Exercise material
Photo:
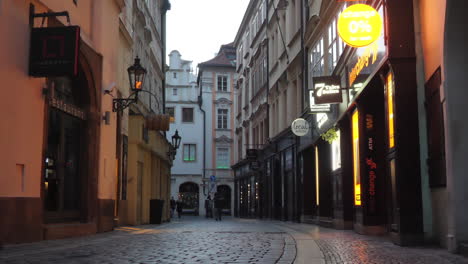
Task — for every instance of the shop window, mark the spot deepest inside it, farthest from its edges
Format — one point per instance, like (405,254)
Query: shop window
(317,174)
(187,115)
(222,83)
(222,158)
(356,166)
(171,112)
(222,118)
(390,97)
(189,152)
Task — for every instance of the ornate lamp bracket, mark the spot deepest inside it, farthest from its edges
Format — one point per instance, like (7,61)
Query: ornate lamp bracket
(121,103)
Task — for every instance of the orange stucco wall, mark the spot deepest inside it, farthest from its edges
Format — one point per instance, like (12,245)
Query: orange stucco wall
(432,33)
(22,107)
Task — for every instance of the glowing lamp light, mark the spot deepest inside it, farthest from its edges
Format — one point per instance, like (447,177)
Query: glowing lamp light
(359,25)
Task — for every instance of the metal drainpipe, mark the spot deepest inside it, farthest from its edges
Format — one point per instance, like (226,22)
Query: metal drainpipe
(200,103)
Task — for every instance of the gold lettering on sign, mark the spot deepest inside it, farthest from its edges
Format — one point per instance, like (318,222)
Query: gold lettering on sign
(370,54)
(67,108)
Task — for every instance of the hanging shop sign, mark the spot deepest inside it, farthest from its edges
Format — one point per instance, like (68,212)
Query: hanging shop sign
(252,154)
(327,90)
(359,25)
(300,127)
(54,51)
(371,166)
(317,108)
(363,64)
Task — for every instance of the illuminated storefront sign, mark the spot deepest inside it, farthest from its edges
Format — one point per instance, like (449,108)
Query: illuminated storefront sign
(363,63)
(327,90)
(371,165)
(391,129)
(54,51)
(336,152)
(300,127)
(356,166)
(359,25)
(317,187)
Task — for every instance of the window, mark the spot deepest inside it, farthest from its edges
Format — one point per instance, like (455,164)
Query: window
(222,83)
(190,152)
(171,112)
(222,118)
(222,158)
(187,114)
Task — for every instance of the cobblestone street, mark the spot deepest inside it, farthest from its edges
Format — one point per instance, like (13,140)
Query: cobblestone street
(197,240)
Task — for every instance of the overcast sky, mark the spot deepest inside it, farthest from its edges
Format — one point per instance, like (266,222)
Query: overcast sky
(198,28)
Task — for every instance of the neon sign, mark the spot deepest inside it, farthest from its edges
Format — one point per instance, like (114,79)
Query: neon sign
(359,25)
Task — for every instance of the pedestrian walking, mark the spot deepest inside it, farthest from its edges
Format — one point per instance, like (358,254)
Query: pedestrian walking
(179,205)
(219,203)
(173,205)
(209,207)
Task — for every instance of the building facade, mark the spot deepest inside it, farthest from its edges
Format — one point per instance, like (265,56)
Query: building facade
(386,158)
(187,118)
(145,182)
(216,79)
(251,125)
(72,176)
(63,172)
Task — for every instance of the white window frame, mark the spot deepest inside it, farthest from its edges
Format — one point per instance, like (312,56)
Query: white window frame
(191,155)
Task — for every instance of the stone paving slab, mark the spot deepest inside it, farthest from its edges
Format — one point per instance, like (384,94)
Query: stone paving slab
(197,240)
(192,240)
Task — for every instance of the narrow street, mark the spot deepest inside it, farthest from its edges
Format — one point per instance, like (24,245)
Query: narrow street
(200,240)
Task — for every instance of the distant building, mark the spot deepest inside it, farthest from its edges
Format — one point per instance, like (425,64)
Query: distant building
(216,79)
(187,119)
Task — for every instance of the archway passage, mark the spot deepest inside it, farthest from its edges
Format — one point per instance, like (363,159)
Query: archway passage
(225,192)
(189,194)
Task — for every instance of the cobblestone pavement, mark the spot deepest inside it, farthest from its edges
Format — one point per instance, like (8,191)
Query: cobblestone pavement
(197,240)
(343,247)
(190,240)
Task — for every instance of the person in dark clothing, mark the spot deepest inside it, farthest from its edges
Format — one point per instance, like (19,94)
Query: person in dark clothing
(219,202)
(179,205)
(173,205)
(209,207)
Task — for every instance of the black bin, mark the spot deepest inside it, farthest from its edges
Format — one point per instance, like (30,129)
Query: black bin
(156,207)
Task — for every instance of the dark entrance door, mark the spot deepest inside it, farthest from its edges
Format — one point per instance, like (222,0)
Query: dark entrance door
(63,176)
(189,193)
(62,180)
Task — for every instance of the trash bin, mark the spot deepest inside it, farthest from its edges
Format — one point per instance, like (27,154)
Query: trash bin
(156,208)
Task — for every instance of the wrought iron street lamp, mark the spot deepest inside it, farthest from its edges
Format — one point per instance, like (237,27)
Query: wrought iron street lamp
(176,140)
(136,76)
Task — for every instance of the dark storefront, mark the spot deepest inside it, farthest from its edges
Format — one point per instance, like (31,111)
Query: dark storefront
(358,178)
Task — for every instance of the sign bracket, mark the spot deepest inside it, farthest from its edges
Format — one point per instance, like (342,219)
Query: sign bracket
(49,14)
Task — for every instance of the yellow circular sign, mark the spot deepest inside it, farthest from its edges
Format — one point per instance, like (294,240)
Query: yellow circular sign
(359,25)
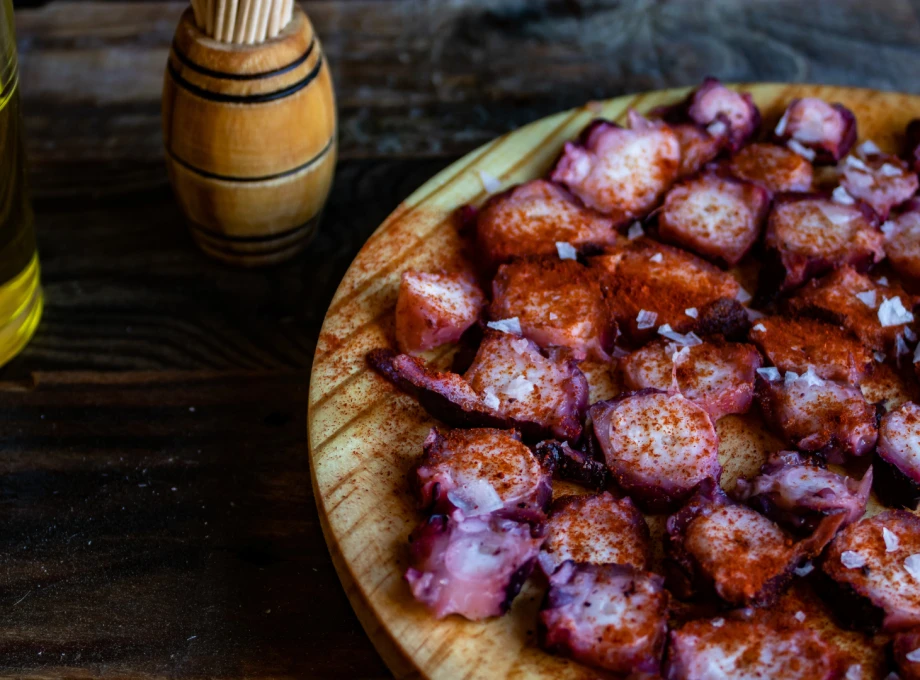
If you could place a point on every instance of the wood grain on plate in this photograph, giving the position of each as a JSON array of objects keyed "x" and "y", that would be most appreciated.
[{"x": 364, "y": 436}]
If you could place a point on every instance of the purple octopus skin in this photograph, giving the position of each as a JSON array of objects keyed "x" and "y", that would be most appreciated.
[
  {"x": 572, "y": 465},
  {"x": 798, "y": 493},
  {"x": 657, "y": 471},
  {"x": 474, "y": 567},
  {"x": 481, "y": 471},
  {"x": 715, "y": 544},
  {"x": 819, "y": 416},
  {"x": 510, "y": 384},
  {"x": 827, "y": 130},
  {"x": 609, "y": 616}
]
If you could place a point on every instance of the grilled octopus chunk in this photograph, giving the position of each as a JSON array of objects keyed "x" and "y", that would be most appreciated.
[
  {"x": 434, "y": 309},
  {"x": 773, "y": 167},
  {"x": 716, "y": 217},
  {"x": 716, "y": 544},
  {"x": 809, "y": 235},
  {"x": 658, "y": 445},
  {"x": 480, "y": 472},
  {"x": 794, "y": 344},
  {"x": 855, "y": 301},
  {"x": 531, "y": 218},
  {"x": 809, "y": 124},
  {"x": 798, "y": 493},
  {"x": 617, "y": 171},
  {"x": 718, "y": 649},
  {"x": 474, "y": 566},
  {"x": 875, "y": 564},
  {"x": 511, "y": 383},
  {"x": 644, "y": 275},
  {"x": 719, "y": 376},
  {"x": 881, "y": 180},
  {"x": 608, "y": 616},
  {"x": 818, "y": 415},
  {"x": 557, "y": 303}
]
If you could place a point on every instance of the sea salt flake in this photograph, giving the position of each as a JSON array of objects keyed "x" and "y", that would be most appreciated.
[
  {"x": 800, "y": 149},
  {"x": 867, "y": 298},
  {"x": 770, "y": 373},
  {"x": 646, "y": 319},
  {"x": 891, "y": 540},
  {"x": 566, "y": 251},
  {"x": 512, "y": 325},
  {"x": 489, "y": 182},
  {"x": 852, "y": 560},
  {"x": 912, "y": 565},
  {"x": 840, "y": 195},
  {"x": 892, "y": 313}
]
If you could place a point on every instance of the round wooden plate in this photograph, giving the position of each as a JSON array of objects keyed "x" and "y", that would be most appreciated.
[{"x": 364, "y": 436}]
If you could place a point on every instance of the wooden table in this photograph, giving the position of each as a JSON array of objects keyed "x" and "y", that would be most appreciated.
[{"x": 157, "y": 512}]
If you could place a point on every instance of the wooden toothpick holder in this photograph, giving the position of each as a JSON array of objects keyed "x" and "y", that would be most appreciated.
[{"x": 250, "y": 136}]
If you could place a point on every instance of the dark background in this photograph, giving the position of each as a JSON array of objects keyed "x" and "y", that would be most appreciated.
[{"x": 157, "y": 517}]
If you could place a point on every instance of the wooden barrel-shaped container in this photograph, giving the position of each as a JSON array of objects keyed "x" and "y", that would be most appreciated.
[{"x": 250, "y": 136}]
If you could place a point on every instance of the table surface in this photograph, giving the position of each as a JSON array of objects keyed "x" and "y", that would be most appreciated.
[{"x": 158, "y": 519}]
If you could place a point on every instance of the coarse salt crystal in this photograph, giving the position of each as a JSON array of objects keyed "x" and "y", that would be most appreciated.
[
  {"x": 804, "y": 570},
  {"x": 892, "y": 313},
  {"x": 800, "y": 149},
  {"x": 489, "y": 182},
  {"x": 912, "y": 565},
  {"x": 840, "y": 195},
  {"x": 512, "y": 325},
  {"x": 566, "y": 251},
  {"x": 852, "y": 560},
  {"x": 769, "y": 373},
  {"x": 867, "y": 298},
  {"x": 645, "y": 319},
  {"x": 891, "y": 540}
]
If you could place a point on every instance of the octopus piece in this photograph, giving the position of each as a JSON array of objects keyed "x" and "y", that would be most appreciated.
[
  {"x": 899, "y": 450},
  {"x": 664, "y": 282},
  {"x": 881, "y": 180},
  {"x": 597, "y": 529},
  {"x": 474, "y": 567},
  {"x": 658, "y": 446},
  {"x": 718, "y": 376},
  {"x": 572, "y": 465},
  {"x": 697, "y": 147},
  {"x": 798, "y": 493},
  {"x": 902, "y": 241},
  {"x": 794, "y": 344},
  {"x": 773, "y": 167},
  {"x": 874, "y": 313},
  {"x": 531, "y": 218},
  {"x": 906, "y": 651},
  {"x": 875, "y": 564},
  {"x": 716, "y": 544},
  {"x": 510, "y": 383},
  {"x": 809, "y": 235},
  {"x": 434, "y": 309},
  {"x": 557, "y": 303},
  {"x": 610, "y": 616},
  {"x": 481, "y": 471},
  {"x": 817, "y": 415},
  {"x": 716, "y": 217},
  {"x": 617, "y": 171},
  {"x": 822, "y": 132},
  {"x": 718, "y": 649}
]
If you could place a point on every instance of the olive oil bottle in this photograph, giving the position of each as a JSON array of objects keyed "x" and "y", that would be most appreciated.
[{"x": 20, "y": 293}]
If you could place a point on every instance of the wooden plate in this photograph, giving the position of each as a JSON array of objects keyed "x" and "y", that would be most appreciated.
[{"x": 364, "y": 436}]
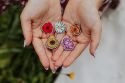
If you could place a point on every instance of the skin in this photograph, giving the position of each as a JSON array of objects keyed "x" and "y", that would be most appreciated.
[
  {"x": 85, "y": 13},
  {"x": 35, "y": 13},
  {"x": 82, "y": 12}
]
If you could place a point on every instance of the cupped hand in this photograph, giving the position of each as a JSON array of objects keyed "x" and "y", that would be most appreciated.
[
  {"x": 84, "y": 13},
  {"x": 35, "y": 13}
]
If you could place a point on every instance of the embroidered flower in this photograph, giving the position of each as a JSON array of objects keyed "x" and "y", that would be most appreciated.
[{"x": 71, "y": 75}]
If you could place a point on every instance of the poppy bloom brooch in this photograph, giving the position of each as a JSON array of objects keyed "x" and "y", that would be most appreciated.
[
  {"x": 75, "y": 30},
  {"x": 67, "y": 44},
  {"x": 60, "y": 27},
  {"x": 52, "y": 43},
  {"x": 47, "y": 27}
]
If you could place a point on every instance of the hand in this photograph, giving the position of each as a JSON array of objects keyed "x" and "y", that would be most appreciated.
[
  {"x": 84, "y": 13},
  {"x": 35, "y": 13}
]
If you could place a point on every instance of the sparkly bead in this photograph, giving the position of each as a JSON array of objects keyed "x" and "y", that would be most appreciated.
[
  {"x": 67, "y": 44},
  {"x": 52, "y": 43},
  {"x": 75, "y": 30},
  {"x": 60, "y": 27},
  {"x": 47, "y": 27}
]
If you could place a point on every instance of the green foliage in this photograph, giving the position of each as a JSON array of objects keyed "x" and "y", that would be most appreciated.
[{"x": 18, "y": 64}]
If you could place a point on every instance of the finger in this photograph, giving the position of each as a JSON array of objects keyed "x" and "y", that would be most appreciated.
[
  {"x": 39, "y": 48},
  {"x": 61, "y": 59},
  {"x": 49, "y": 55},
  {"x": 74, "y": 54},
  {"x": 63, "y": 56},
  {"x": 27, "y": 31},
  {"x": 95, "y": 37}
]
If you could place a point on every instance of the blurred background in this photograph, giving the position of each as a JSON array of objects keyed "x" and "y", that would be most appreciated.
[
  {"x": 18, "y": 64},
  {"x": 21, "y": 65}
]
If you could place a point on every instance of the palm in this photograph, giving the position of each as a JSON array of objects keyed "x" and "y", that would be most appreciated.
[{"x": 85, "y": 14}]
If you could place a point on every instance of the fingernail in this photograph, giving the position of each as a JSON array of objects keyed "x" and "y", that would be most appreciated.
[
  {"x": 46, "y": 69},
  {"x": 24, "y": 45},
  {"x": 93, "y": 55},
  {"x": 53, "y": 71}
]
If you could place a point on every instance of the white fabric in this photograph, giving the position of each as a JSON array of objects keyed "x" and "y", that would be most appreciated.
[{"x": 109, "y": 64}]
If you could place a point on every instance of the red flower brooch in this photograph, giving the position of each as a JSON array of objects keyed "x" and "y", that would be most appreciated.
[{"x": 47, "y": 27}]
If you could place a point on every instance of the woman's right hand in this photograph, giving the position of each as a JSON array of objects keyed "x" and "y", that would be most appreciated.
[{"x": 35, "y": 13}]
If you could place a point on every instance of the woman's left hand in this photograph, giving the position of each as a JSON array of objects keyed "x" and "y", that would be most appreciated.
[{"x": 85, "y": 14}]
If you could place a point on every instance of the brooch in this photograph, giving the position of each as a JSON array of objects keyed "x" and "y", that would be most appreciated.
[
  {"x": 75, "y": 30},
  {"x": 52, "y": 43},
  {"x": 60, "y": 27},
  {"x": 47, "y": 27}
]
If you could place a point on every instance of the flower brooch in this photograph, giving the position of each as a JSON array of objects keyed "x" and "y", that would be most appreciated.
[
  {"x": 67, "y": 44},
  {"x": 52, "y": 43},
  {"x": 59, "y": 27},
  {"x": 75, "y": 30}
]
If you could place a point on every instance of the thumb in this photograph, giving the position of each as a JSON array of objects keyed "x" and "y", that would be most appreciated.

Problem to work on
Give exactly the lines from the one with "the woman's right" to the end of the entries, nothing before them.

Exercise output
If you could place a point on every instance of the woman's right hand in this photograph, giving the position of each as a JSON array of objects keyed "x" and "y", that would be most appreciated.
[{"x": 35, "y": 13}]
If you could place a point on every instance of the woman's left hand in this photograph, giving the position of each as a JSON array of objects keyed "x" and "y", that would be most appreciated.
[{"x": 85, "y": 14}]
If you could place a point on every instance of the brooch in this photograph, giving the position of each as a JSON array of objects keyed "x" and "y", that would be most appreciated.
[
  {"x": 75, "y": 30},
  {"x": 52, "y": 43},
  {"x": 60, "y": 27},
  {"x": 47, "y": 27}
]
If you could place a point on every instance of the flower brooch in this photograph, giving the position of each as a JSON array of objects keyed "x" and "y", that would be most appreciated.
[
  {"x": 67, "y": 44},
  {"x": 52, "y": 43},
  {"x": 59, "y": 27},
  {"x": 75, "y": 30}
]
If you could place a point on every instance of the thumb in this photograph, giving the position of each as a JSON array of objects keyed "x" and "y", that would be most appreciated.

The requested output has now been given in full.